(Pointing and labeling entries)
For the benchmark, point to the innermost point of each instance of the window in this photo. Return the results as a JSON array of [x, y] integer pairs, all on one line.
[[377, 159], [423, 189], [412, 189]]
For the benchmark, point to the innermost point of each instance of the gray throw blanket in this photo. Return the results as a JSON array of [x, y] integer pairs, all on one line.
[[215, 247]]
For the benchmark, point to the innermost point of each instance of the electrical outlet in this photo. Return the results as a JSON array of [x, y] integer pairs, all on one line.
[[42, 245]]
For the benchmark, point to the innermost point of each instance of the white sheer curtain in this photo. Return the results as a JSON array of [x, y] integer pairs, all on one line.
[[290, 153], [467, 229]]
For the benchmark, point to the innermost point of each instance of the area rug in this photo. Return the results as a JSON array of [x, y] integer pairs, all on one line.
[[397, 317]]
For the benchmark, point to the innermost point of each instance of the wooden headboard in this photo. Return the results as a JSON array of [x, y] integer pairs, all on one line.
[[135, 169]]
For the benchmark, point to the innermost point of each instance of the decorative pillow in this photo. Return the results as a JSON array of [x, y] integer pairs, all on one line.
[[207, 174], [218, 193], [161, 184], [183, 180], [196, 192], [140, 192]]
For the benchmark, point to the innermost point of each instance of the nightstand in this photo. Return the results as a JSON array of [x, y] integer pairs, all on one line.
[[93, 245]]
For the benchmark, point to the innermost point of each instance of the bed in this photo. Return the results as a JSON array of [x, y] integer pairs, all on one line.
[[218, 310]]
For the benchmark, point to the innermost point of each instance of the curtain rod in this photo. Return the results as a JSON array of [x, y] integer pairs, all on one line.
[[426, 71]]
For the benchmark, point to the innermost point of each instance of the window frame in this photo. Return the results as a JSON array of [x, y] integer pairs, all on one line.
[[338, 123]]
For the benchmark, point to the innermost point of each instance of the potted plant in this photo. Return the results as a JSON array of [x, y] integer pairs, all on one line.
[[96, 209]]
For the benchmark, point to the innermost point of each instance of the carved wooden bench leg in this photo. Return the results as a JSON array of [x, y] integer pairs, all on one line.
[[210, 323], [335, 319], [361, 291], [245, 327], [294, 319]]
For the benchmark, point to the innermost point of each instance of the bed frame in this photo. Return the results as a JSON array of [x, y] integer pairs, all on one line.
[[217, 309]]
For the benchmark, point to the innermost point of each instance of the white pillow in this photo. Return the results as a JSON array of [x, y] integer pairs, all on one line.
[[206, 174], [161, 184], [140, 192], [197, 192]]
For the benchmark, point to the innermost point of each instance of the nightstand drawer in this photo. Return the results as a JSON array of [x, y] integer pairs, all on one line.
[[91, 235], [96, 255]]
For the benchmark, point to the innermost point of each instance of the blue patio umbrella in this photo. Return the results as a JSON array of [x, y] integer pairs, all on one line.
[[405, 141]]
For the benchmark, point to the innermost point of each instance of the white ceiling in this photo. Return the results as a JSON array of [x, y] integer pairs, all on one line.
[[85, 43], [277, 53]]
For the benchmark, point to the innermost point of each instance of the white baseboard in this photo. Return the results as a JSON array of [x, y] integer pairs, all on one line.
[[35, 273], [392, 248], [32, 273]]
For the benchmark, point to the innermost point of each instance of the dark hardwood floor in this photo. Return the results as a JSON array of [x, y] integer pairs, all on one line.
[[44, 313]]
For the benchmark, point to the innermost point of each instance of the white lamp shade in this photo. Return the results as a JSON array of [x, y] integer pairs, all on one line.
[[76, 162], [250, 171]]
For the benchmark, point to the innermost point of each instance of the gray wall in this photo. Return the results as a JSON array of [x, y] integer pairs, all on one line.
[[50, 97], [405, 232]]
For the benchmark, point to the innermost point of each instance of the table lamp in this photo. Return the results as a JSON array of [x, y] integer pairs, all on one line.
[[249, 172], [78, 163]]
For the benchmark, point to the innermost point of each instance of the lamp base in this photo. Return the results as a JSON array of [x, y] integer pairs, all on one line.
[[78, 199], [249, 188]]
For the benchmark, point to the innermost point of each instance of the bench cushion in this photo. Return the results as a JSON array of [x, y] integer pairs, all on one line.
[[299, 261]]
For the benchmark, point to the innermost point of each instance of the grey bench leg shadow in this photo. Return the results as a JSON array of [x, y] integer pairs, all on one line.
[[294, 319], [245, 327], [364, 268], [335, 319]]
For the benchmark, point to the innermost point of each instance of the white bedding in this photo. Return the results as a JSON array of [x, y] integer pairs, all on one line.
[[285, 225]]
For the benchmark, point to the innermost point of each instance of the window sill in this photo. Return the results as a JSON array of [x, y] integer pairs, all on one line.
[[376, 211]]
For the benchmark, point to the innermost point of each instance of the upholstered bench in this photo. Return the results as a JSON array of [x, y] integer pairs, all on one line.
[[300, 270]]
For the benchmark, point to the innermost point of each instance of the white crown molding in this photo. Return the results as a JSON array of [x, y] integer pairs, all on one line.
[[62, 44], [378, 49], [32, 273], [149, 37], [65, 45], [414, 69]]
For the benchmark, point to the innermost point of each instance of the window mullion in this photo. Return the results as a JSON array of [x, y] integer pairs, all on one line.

> **TASK**: Format the items above as a numbered list, one line per item, leaving out any blank lines.

> **REPLY**:
1. For the benchmark, point to the innermost point of each instance of the window in this photo. Return the results as a JSON array of [x, y] integer pairs, all on one line.
2. [[377, 159], [423, 189], [412, 189]]
3. For the benchmark, point to the innermost point of each instance of the gray throw blanket in this photo. Return the results as a JSON array of [x, y] integer pairs, all on one line.
4. [[215, 247]]
5. For the benchmark, point to the innermost point of each instance of the electrical outlet in this photo. Return the results as a JSON array of [x, y] integer pairs, all on one line.
6. [[42, 245]]
7. For the benchmark, point to the innermost point of each instance of the white sheer curtain in this photo. Return the results as a JSON array of [x, y] integer pairs, all on one line.
8. [[290, 153], [467, 229]]
9. For the benchmark, point to the innermost point of each instance of the area rug in this photo. Return the results as a JSON array of [x, y] integer pairs, all on one line.
10. [[397, 317]]
11. For the benchmark, point to the innermost point of each instance of the wooden headboard in this photo. Return the results as a JSON array of [x, y] integer pairs, all on one line.
12. [[135, 169]]
13. For the benchmark, point to the innermost point of each instance of the decorative pillow in this photo. Return the results as a JSON array of [x, y] integer pairs, all on one line.
14. [[207, 174], [218, 193], [161, 184], [183, 180], [196, 192], [140, 192]]
15. For the benchmark, point to the innermost point of each instance of the nightstand in this photo. Return the results as a JSON array of [x, y] integer pairs, all on one line.
16. [[93, 245]]
17. For the benchmark, point to the innermost point of each instance of the bed in this photo. Return the results as a JSON array of [x, y] integer pairs, all on one line.
18. [[218, 310]]
19. For the benchmark, point to the innermost point of each instance of the curtain rod in this photo. Return the results as a JSON array of [x, y] integer pairs, all on one line.
20. [[426, 71]]
21. For the benchmark, point to the innermost point of each instance of the window frame in this photo. Return the results as a JSON array of [x, y] integer pairs, all on one line.
22. [[338, 123]]
23. For the benchmark, point to the innermost point of each instance of the potted plant in this photo. Return the results as a JSON array of [x, y] integer pairs, all on one line.
24. [[96, 209]]
25. For the benchmark, point to the innermost point of each instance of the carved wooden bench leg in this photo. Return the results as a JSON array of [x, y] integer pairs, all on one line.
26. [[210, 323], [335, 319], [361, 291], [245, 327], [294, 319]]
27. For the benchmark, point to the innermost point of each instance of the bed frame in this photo. Return the results as a JSON array of [x, y] integer pairs, all on one line.
28. [[217, 309]]
29. For the benchmark, point to the innermost point of each instance of the white pillow in this photo. Return the results as a JSON array of [x, y] integer pairs, all on one line.
30. [[206, 174], [161, 184], [140, 192], [197, 192]]
31. For the benchmark, point to the innermost point of each instance of the nightstand drawer in this photo. Return the results as a JSON array of [x, y] integer pairs, all on one line.
32. [[91, 235], [96, 255]]
33. For the benchmark, point to the innermost point of each instance of the blue patio umbrella in this photo. Return the results as a JSON array of [x, y] integer pairs, all on one line.
34. [[405, 141]]
35. For the benchmark, point to the innermost point of each instance of the white ceiling in this photo. Return the results as a JSON array of [x, y] integer pairs, all on one line.
36. [[85, 43], [277, 53]]
37. For the benchmark, point to the innermost point of each instance of the white baseboard in this photo. Return the results as a JSON array of [x, y] integer pairs, all on one line.
38. [[35, 273], [392, 248], [32, 273]]
39. For the benchmark, point to the innermost point of each instance of the dark hardwood floor in this photo. Return the results as a JSON array of [x, y] integer pairs, all on one line.
40. [[44, 313]]
41. For the benchmark, point to the innermost point of each instance of the white lamp shade in this photo. Return the results as a JSON array of [x, y] integer pairs, all on one line.
42. [[76, 162], [250, 171]]
43. For the benchmark, point to the innermost point of each instance of the gray wall in this photo. Return the results as a JSON array of [x, y] integer pairs, all on one line.
44. [[50, 97], [405, 232]]
45. For the benchmark, point to the innermost point of each instance of the table lamp in this photo. Return the results as a JSON array of [x, y] integer pairs, all on one line.
46. [[249, 172], [78, 163]]
47. For the benchmark, point to the innermost point of each instance of the lamp base in this photo. Return the results as a JSON array of [x, y] integer pairs, all on one line.
48. [[78, 199], [249, 188]]
49. For the benchmark, point to the innermost point of each instance of the bench cushion in this photo. Return the results as a JSON array of [x, y] integer pairs, all on one line.
50. [[299, 261]]
51. For the benchmark, point to the innermost point of each instance of the grey bench leg shadow in this photo. Return the results as a JSON array of [x, y] integer pairs, all on one line.
52. [[294, 319], [245, 327], [364, 268], [335, 319]]
53. For the benchmark, point to the innermost point of each instance of the white bedding in this photo. Return the results as a JSON array of [x, y] integer pairs, all on one line.
54. [[285, 225]]
55. For the benchmark, point to the innermost point of each instance of the window sill in this photo. Return the results as a JSON array of [x, y] integer pairs, all on one line.
56. [[376, 211]]
57. For the benchmark, point to the innermost point of each instance of the upholstered bench in this photo. Return the results as a JSON array of [x, y] integer pairs, all on one line.
58. [[300, 270]]
59. For the benchmark, point to the innermost point of each instance of the white crown molding in this photo. Return the results as a JSON array of [x, y] integer pairs, all on one line.
60. [[62, 44], [378, 49], [32, 273], [149, 37], [65, 45], [414, 69]]
61. For the benchmark, point to the innermost point of each instance of the window mullion in this photo. Return the results as a JSON array of [x, y] integer pairs, all on one line.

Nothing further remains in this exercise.